Saved entries
○ ○ ○ ○ ○
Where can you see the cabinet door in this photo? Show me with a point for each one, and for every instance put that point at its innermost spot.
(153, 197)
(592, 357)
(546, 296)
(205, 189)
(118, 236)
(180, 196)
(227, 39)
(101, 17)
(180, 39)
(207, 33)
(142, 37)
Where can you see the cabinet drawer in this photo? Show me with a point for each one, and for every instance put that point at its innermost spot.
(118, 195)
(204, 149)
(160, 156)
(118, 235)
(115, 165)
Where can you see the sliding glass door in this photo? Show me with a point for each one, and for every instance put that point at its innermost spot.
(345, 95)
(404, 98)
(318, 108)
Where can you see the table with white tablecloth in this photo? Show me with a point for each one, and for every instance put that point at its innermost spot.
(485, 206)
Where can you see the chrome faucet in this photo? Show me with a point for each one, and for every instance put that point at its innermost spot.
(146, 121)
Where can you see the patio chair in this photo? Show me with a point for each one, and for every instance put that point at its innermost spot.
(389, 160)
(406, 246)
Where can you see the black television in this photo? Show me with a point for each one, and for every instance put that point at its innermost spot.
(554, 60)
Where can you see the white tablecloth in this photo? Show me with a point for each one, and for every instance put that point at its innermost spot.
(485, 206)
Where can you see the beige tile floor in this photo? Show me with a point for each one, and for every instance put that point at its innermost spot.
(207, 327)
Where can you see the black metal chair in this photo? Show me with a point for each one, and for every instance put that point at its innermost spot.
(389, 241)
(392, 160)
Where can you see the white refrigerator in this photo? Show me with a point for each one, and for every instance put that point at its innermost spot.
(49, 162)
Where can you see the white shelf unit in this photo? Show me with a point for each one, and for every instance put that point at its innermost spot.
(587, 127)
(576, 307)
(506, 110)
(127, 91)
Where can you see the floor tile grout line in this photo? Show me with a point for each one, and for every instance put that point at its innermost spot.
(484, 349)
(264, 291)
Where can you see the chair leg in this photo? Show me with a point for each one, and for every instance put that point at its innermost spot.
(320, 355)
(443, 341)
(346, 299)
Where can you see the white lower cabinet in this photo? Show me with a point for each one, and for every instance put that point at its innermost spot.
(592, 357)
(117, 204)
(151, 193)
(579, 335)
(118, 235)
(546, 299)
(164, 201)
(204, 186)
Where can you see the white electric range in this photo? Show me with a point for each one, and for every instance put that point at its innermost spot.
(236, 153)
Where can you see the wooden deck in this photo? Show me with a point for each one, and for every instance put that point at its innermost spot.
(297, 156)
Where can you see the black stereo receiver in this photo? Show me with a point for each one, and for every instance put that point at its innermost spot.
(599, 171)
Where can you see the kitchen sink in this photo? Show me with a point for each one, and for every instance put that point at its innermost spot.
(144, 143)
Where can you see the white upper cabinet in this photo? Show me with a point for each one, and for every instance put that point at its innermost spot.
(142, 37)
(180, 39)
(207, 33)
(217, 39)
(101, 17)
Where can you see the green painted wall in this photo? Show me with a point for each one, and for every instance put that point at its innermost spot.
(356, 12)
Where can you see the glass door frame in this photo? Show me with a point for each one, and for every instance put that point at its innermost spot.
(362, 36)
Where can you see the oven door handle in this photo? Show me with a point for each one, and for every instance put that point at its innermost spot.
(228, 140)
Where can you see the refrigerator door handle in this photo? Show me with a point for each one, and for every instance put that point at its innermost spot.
○ ○ ○ ○ ○
Task prompt ::
Look above for the line containing "Where can you see the green", then please write out that line and each one after it through the end, exactly, with nothing else.

Solution ::
Where can you see the green painted wall in this photo? Show me with a point for each one, and for every instance put that point at its innermost spot.
(356, 12)
Where can you see the glass door frame in this photo? Show me with a point for each one, and for every instance put that point at its innermost spot.
(362, 36)
Where can you see the oven door handle in this photo? Show me with a point for each one, and for every instance put that point at its innermost spot.
(228, 140)
Where can you see the refrigerator door handle in this photo? Show me with a point for each one, and for every instance put that point at its innermost spot.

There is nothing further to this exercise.